▸ **Complete the following**:
A. Translate this sentence from the GCC confectionery passage into Spanish: "Boiled sweets, toffees, jellies, and hard candy make up this segment."
B. Answer these questions using the GCC confectionery passage, one answer per line, marked the same way:
(i) Which two parts of Bagason's snack portfolio are named?
(ii) Premium boxed chocolate is usually bought for what?
(iii) Where does sugar confectionery move fastest?
C. Extend the GCC confectionery passage, picking up after its last sentence.

▸ **Excerpt provided**:

We will also touch on where Bagason's own snack portfolio, including Bikaji namkeen and our Desi Treat range, sits inside the wider snacks category that GCC retailers stock today. Not as a sales pitch, just a useful reference point for how a distributor thinks about assortment in this space.
What sits inside the GCC confectionery market
"Confectionery" is a wide umbrella. On a retail planogram it usually splits into a handful of recognisable blocks, and each behaves differently at the shelf.
Chocolate
Chocolate confectionery covers everything from single-serve bars at the checkout to boxed assortments built for gifting. The UAE chocolate market sits at both ends of the price ladder: mass-market bars that get bought on impulse, and premium boxed chocolate that gets bought with intent, usually for a person or an occasion.
Sugar confectionery
Boiled sweets, toffees, jellies, and hard candy make up this segment. It tends to be price-driven and habit-driven rather than gift-driven, and it moves fastest through traditional trade and impulse counters near school routes and petrol stations.

Object point labels
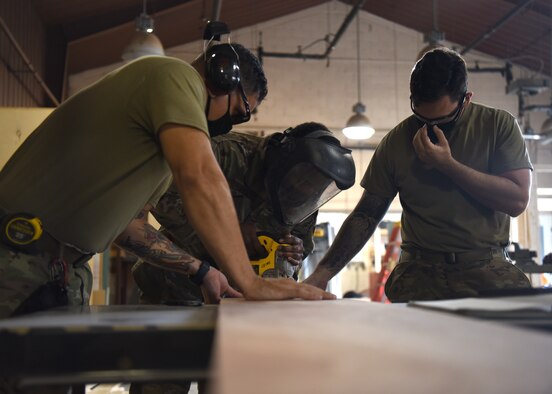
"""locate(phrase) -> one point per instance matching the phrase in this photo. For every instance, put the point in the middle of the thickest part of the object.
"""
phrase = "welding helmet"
(305, 169)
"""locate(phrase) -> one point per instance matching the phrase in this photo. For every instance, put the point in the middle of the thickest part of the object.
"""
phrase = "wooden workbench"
(354, 346)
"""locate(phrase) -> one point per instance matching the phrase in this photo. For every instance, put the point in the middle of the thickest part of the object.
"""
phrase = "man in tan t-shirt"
(100, 161)
(461, 170)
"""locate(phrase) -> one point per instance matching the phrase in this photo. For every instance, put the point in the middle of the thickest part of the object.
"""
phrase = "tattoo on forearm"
(356, 231)
(155, 248)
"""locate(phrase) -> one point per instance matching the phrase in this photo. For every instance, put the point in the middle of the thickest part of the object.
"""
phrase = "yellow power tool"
(272, 266)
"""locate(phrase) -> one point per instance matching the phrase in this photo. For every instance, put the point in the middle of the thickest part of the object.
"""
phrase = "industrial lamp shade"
(143, 44)
(358, 126)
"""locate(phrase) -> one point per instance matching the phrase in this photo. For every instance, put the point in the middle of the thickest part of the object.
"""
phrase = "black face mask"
(445, 127)
(223, 124)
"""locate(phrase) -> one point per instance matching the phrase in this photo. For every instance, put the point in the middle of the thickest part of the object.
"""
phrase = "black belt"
(453, 257)
(48, 244)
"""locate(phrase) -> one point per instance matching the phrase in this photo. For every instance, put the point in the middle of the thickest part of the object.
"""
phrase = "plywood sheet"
(353, 346)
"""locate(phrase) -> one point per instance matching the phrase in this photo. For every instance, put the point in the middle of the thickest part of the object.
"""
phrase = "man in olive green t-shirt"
(101, 160)
(461, 170)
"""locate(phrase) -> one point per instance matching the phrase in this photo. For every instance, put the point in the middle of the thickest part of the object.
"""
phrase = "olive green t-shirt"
(437, 214)
(90, 167)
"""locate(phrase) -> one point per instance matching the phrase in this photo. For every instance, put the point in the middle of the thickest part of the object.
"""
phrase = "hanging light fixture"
(358, 126)
(144, 42)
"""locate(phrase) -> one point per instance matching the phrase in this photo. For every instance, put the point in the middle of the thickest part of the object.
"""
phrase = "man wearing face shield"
(461, 170)
(278, 183)
(88, 175)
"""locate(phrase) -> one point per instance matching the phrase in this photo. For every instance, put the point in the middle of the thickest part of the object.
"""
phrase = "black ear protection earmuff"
(222, 65)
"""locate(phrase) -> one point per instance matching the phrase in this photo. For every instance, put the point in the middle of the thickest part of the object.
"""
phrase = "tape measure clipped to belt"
(20, 230)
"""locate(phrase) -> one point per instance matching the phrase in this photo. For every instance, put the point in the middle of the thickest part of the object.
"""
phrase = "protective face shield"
(304, 173)
(224, 124)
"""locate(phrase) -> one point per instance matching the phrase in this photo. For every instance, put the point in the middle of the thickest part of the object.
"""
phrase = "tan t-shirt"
(90, 167)
(437, 214)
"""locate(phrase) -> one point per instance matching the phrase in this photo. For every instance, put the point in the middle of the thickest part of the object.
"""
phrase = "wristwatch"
(198, 277)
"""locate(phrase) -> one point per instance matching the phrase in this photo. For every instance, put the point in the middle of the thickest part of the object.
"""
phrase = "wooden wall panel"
(18, 86)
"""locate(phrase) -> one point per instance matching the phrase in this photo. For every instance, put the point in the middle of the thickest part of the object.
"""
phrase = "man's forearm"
(144, 241)
(353, 235)
(208, 205)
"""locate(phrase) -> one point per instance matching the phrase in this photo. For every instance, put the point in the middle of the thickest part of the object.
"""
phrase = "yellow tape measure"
(21, 229)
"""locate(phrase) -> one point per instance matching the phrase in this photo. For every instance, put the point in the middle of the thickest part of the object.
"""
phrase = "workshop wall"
(19, 87)
(326, 90)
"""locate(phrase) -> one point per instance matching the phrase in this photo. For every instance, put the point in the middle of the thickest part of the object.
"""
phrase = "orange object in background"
(392, 253)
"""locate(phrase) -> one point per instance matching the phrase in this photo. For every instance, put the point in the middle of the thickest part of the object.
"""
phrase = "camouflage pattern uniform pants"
(425, 275)
(23, 273)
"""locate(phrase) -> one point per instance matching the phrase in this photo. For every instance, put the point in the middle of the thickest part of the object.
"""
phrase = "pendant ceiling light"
(358, 126)
(144, 42)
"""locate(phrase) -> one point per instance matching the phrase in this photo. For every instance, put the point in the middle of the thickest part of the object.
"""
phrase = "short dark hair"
(252, 74)
(440, 72)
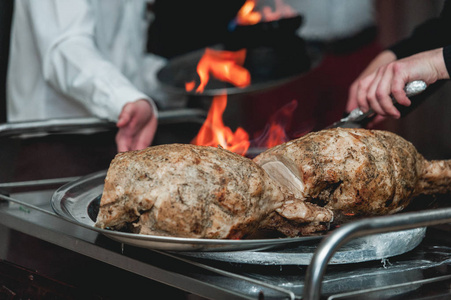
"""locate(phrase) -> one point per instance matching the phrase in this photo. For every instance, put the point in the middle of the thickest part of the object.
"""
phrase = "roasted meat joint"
(296, 188)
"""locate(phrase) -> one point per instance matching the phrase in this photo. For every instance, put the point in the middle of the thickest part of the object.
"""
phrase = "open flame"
(227, 66)
(275, 131)
(214, 133)
(223, 65)
(250, 14)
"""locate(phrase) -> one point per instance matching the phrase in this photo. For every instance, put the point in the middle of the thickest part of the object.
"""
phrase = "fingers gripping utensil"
(357, 116)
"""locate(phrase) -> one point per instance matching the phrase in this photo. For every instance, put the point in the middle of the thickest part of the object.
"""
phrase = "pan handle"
(412, 89)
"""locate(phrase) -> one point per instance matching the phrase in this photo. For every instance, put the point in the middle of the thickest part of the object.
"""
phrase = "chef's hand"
(374, 90)
(137, 126)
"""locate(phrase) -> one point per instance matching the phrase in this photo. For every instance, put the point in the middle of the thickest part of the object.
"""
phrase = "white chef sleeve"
(64, 31)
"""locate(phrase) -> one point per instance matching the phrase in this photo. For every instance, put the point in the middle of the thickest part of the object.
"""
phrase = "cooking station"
(418, 274)
(43, 253)
(50, 250)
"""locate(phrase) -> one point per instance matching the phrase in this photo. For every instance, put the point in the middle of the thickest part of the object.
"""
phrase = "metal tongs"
(358, 117)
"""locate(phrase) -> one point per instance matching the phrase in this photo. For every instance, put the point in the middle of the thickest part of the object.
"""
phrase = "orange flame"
(249, 15)
(214, 133)
(223, 65)
(246, 15)
(227, 66)
(275, 132)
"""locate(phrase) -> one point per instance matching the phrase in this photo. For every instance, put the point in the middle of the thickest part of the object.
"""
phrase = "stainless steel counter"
(46, 238)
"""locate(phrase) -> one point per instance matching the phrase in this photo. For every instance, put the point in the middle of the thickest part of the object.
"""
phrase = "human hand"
(374, 90)
(137, 126)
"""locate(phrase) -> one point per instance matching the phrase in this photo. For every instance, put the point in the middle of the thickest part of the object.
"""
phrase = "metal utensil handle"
(412, 88)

▸ **Answers provided**:
A. Los caramelos hervidos, los toffees, las gominolas y los caramelos duros conforman este segmento.

B.
(i) Bikaji namkeen and the Desi Treat range.
(ii) For a person or an occasion.
(iii) Through traditional trade and impulse counters near school routes and petrol stations.

C.
Gum and mints
A small-format, high-frequency category. Gum and mints live at the point of sale, get bought on repeat, and depend heavily on visibility at the counter rather than deliberate browsing.
Bakery and pastry snacks
Packaged cakes, wafers, biscuits with a confectionery angle, and pastry-style snacks sit adjacent to classic confectionery on most shelves. They compete for the same impulse spend and often share a shopper mission: "something sweet with tea" or "something for the lunchbox."
Savoury namkeen and snacks
This is where the category gets distinctly regional. Namkeen, the savoury, spiced snack mixes rooted in South Asian food culture, has a large and loyal audience across the UAE and wider GCC, given the size of the South Asian resident population. Brands like Bikaji have built deep ranges here, from bhujia and sev to mixture blends and coated peanuts, and they sit on shelf next to Western-style chips and pretzels rather than in a separate "ethnic" corner in most modern trade stores today.
Each of these segments has its own buying rhythm, but together they make up what most people mean when they talk about the wider GCC confectionery market: sweet and savoury, everyday and celebratory, local and imported, sitting side by side on the same aisle.
Why the segments increasingly share shelf space
A decade ago, a typical hypermarket kept namkeen in a "world foods" or "Asian foods" corner, separate from the main confectionery and snacks run. That has changed in most modern trade stores across the UAE. Buyers now plan namkeen, chips, pretzels, and nuts as one adjacent snacking block, because shoppers treat them as substitutes for the same occasion, a movie night, a car journey, an office break, rather than as separate cultural categories.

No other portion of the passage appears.